(Extracted data entries)
'''

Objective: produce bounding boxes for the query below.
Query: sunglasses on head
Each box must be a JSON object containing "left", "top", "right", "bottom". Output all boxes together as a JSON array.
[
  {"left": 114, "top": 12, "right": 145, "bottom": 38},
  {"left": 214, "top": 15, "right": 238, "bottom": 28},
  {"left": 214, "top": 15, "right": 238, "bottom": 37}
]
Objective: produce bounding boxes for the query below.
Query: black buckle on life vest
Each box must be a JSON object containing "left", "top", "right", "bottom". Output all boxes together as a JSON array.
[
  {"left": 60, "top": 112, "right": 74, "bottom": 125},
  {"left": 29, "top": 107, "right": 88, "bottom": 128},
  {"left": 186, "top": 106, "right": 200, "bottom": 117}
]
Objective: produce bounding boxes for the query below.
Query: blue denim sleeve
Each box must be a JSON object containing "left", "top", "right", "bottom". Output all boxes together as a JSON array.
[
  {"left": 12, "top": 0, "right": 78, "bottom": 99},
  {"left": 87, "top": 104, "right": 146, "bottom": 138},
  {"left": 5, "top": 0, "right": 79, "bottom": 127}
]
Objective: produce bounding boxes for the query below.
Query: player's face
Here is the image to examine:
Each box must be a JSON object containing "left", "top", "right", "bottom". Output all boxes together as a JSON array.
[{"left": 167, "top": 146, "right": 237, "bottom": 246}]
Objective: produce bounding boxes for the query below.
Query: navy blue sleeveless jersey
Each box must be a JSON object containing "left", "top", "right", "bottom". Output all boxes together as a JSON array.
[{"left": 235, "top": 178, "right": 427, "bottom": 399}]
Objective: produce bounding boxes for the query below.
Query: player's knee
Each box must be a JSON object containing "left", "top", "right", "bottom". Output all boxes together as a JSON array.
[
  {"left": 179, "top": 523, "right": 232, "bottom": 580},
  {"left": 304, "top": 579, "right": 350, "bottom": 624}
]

'''

Directions for this task
All lines above that contain "blue" are required in the answer.

Written answer
Query: blue denim sleeve
Query: navy blue sleeveless jersey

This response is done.